---------- Extrait de l'article
Et quid du Financial Reporting Council dans toute cette affaire, celui qui est habilité à sanctionner des cabinets ne respectant pas les normes bancaires? Sa directrice, Selvida Naiken, affirme que jusqu’ici, l’institution qu’elle dirige n’a rien détecté d’anormal dans l’audit des comptes de certaines filiales de ce groupe par KPMG. Et d’ajouter qu’avec ce nouveau développement, le FRC devra à présent examiner en profondeur les comptes de cette compagnie et déterminer s’il y a eu quelque exemple de laxisme. Le cas échéant, ajoute-t-elle, des sanctions seront prises à l’encontre de KPMG qui est détenteur d’une licence délivrée par le FRC.

 

La directrice s’interroge aussi sur le rôle de l’Insolvency Bureau dans cette affaire. «Cette instance aurait dû agir sur la base des rapports soumis par les deux filiales du Groupe BA Investment. S’il y avait des problèmes de trésorerie, les officiels de ce bureau auraient dû prendre des sanctions contre ce cabinet d’audit.»

 

Jean Claude Liong récuse l’idée que son cabinet ait pris un sérieux coup après la déroute du groupe. «Nous sommes souvent amenés à faire face à des situations qui ont un impact sur nos clients. Dans ce cadre purement professionnel, notre image se rattache surtout à nos principes. Or, venir dire aujourd’hui que notre cabinet a pris un coup relève de la spéculation.»

 

La FSC clouée au pilori

 

Par ailleurs, pour de nombreux acteurs socio-économiques, la Financial Services Commission aurait failli à sa tâche comme organisme régulateur du secteur des services financiers par rapport à la BA Insurance.

 

Depuis l’éclatement de l’affaire, le ministre de la Bonne gouvernance Roshi Bhadain a été parmi les premiers à dénoncer le rôle joué par la FSC. «Concernant le régulateur, nous ne sommes pas du tout satisfaits de la façon dont ces assurances ont été mises sur le marché. La FSC n’a rien pu faire pour empêcher que cela ne se produise», a-t-il martelé en présence de la Chief Executive de la FSC, Clairette Ah-Hen.

 

Ingérence politique

 

Son collègue Vishnu Lutchmeenaraidoo, responsable du portefeuille des Finances, a également égratigné cette instance régulatrice. Il a néanmoins tenté de la dédouaner. Si la FSC n’a pu jouer son rôle correctement, a-t-il souligné, c’est en raison de l’intervention personnelle de Navin Ramgoolam à chaque fois que des interrogations sur le groupe BAI se faisaient entendre.
--------------------
---------- Matériel fourni
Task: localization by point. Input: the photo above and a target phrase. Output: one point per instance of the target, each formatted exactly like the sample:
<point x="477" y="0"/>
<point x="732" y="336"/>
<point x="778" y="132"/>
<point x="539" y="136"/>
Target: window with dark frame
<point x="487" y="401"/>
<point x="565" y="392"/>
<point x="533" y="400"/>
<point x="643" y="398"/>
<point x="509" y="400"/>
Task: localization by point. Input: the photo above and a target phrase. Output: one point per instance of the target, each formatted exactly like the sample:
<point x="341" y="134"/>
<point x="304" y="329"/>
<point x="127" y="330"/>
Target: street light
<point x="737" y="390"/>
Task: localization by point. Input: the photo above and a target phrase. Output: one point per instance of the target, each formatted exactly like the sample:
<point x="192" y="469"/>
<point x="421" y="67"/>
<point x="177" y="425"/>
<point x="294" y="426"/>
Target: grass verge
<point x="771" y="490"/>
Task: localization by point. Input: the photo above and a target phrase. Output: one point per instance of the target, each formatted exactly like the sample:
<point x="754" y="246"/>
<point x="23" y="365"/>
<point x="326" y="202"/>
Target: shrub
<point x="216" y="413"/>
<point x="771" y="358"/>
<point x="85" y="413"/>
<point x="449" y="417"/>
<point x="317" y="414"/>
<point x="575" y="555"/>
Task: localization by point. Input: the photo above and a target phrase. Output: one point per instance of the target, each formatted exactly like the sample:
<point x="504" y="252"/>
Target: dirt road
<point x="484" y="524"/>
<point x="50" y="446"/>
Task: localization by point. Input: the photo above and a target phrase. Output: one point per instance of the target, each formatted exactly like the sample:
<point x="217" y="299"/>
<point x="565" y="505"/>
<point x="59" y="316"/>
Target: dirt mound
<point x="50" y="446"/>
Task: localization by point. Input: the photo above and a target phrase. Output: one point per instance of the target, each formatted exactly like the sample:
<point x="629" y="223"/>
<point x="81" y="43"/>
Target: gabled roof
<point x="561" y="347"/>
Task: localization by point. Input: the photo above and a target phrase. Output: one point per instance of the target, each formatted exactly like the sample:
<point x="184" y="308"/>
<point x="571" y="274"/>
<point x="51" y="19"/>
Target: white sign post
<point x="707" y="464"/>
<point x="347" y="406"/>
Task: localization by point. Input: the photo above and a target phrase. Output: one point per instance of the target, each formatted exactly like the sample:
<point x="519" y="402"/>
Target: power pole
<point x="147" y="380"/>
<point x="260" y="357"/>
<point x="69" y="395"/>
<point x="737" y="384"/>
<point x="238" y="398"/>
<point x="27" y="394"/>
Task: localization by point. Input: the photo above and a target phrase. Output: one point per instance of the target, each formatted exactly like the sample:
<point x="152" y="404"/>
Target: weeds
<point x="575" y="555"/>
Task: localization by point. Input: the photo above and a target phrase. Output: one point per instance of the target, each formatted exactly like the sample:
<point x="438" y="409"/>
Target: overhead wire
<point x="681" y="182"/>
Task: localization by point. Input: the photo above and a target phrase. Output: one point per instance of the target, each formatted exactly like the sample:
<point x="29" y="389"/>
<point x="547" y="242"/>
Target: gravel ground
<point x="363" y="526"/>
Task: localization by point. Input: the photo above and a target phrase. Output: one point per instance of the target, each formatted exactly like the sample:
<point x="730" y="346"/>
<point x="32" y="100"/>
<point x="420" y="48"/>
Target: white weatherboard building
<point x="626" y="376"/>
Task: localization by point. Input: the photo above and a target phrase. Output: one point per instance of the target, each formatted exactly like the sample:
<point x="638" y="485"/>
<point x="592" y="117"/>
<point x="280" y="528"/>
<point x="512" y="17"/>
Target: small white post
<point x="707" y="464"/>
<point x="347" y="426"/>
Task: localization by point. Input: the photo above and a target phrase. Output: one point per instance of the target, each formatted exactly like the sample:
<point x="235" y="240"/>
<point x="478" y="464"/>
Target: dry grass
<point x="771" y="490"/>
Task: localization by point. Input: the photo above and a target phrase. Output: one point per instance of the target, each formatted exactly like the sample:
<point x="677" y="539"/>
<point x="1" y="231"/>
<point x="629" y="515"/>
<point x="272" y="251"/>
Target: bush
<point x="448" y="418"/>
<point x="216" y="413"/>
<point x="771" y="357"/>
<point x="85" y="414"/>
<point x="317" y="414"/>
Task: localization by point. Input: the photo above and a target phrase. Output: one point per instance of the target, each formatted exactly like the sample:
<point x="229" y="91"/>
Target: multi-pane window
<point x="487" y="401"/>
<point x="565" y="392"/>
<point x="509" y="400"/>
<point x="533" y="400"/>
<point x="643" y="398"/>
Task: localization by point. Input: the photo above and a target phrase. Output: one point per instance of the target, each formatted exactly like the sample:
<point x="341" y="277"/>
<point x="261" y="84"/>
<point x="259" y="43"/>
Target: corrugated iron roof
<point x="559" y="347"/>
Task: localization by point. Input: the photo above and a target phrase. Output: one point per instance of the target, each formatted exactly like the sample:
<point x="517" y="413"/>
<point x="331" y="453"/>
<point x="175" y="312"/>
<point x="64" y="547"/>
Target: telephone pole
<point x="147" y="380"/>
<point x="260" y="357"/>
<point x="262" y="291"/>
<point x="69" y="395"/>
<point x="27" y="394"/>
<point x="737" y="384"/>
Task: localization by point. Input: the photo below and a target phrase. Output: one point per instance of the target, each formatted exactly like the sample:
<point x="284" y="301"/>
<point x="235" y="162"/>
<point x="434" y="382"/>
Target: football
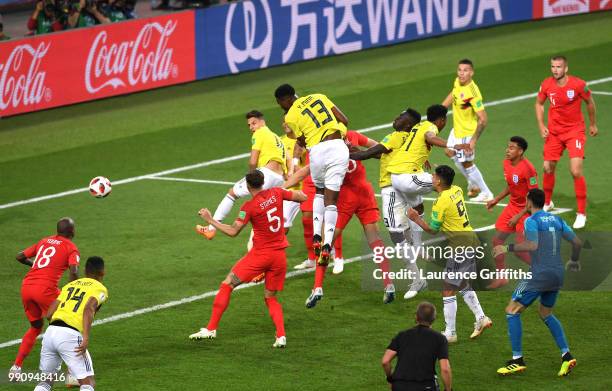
<point x="100" y="187"/>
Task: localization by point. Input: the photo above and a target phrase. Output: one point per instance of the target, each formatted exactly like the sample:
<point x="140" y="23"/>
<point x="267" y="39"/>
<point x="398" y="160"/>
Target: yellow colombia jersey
<point x="414" y="151"/>
<point x="467" y="101"/>
<point x="448" y="212"/>
<point x="73" y="300"/>
<point x="270" y="147"/>
<point x="289" y="144"/>
<point x="312" y="117"/>
<point x="393" y="142"/>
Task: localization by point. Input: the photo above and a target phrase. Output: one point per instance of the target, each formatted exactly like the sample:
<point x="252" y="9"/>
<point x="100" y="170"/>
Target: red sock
<point x="276" y="313"/>
<point x="338" y="247"/>
<point x="548" y="185"/>
<point x="27" y="342"/>
<point x="308" y="233"/>
<point x="384" y="265"/>
<point x="580" y="190"/>
<point x="320" y="276"/>
<point x="500" y="260"/>
<point x="219" y="305"/>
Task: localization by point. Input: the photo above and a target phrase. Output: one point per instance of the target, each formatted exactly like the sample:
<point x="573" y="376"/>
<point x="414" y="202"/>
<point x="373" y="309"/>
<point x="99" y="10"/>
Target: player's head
<point x="437" y="115"/>
<point x="255" y="120"/>
<point x="516" y="148"/>
<point x="406" y="120"/>
<point x="558" y="66"/>
<point x="65" y="227"/>
<point x="465" y="71"/>
<point x="443" y="177"/>
<point x="535" y="200"/>
<point x="94" y="267"/>
<point x="285" y="96"/>
<point x="254" y="180"/>
<point x="426" y="313"/>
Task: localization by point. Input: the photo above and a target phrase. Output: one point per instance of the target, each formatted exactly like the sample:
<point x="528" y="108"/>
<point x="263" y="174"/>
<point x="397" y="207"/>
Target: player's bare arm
<point x="592" y="123"/>
<point x="482" y="123"/>
<point x="448" y="100"/>
<point x="88" y="315"/>
<point x="230" y="230"/>
<point x="414" y="215"/>
<point x="369" y="153"/>
<point x="297" y="177"/>
<point x="340" y="115"/>
<point x="21" y="258"/>
<point x="253" y="159"/>
<point x="539" y="109"/>
<point x="499" y="197"/>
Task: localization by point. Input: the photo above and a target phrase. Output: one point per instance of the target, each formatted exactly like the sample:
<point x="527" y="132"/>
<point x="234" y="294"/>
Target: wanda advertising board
<point x="86" y="64"/>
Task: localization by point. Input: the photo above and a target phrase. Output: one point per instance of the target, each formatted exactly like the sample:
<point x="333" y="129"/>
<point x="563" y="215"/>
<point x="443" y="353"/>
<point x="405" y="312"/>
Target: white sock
<point x="331" y="216"/>
<point x="461" y="169"/>
<point x="471" y="299"/>
<point x="318" y="212"/>
<point x="476" y="177"/>
<point x="450" y="313"/>
<point x="225" y="206"/>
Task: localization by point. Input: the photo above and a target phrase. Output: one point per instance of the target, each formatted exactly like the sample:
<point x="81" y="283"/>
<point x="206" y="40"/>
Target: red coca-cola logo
<point x="140" y="61"/>
<point x="22" y="83"/>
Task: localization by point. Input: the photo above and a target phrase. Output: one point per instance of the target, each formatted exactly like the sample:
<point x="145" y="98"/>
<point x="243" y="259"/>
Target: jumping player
<point x="565" y="130"/>
<point x="520" y="176"/>
<point x="265" y="212"/>
<point x="48" y="259"/>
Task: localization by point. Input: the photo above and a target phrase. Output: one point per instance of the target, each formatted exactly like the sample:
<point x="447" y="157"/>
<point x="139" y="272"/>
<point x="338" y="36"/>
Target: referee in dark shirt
<point x="417" y="350"/>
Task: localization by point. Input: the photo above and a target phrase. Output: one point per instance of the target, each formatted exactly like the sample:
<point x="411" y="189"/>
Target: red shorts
<point x="271" y="262"/>
<point x="36" y="300"/>
<point x="573" y="141"/>
<point x="509" y="212"/>
<point x="310" y="190"/>
<point x="359" y="201"/>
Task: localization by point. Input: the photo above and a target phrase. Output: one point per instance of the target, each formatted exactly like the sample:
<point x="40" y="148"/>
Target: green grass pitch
<point x="144" y="230"/>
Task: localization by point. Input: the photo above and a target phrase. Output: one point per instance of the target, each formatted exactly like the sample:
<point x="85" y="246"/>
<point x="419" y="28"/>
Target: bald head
<point x="65" y="227"/>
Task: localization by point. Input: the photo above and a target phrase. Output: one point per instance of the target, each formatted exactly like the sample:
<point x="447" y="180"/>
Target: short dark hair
<point x="559" y="58"/>
<point x="255" y="179"/>
<point x="426" y="312"/>
<point x="521" y="142"/>
<point x="446" y="173"/>
<point x="284" y="91"/>
<point x="413" y="114"/>
<point x="435" y="112"/>
<point x="466" y="61"/>
<point x="254" y="114"/>
<point x="94" y="265"/>
<point x="537" y="198"/>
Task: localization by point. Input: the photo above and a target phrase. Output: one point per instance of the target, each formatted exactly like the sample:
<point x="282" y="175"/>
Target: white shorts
<point x="410" y="187"/>
<point x="394" y="210"/>
<point x="460" y="155"/>
<point x="290" y="211"/>
<point x="58" y="345"/>
<point x="328" y="164"/>
<point x="271" y="179"/>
--------------------
Consigne A => Reproduisez le passage de l'article sur l'affaire BAI qui va de « Ingérence politique » jusqu'à « se faisaient entendre. » inclus.
Consigne B => Poursuivez l'article sur l'affaire BAI en rédigeant la partie qui suit sa dernière phrase.
Les lignes fournies forment un matériel distinct de l'article sur l'affaire BAI.

Réponse A =>
Ingérence politique

 

Son collègue Vishnu Lutchmeenaraidoo, responsable du portefeuille des Finances, a également égratigné cette instance régulatrice. Il a néanmoins tenté de la dédouaner. Si la FSC n’a pu jouer son rôle correctement, a-t-il souligné, c’est en raison de l’intervention personnelle de Navin Ramgoolam à chaque fois que des interrogations sur le groupe BAI se faisaient entendre.

Réponse B =>
 

L’ingérence politique dans le fonctionnement des instances régulatrices est également décriée par l’avocat d’affaires Penny Hack. Les régulateurs, soutient-il, doivent pouvoir travailler en toute indépendance. Or, la FSC se serait discréditée en cédant à la pression politique dans cette affaire.

 

Me Penny Hack critique également l’inefficacité de la FSC à contrôler les secteurs d’activités de la BAI. «Ce qui différencie le Groupe BAI des autres compagnies c’est qu’il avait des activités qui s’étendaient au-delà des services financiers. Donc, la responsabilité de la FSC de réguler ce groupe était beaucoup plus grande», déclare-t-il. Tâche à laquelle la FSC n’a pu s’atteler correctement, précise-t-il.

 

«Pas à la hauteur»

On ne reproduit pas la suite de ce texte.